** 解くべき問題 **
以下の記録のうち、「Task: Expected behaviour is that every instance of the finger」を含む行から記録の末尾までの行を、両端も含めて一字も変えずに書き写せ。

抽出された記録:

▬▬▬▬▬▬

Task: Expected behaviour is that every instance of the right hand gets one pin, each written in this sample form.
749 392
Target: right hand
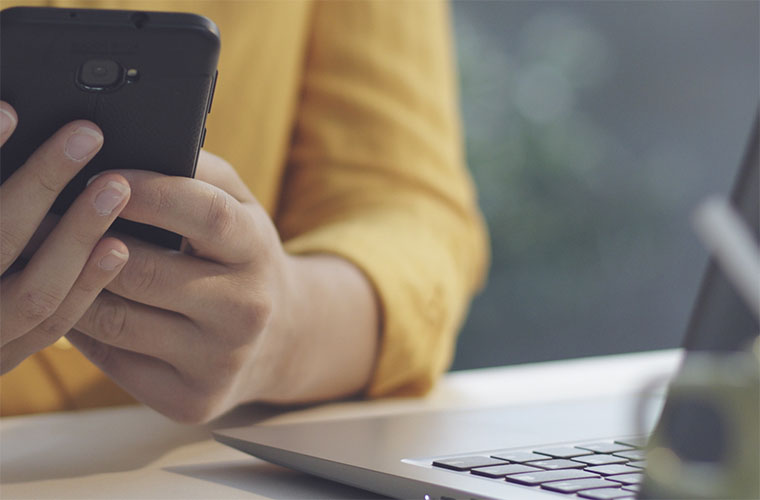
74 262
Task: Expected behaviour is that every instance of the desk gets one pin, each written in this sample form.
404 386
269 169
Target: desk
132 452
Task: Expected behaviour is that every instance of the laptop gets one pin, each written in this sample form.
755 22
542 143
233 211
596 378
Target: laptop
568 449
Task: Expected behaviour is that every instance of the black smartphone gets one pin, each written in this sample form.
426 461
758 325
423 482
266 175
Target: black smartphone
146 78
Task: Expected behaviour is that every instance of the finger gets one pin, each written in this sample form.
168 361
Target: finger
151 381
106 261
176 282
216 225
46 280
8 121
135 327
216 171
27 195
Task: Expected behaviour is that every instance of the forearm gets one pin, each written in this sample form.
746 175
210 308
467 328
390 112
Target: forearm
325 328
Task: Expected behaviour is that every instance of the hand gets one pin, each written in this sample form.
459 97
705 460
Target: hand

▬▬▬▬▬▬

** 解答 **
Task: Expected behaviour is that every instance of the finger gets one pin, each written in this sample form.
168 361
Target: finger
151 381
106 261
176 282
216 225
46 280
8 121
135 327
216 171
27 195
Task: Expected behaviour is that every instance of the forearm gets one pin, each written in this sample form.
746 175
210 308
467 328
390 112
Target: forearm
325 328
Task: Expected behaviour is that every instance of the hand gets one pin, each written in this sample form.
459 97
705 460
Target: hand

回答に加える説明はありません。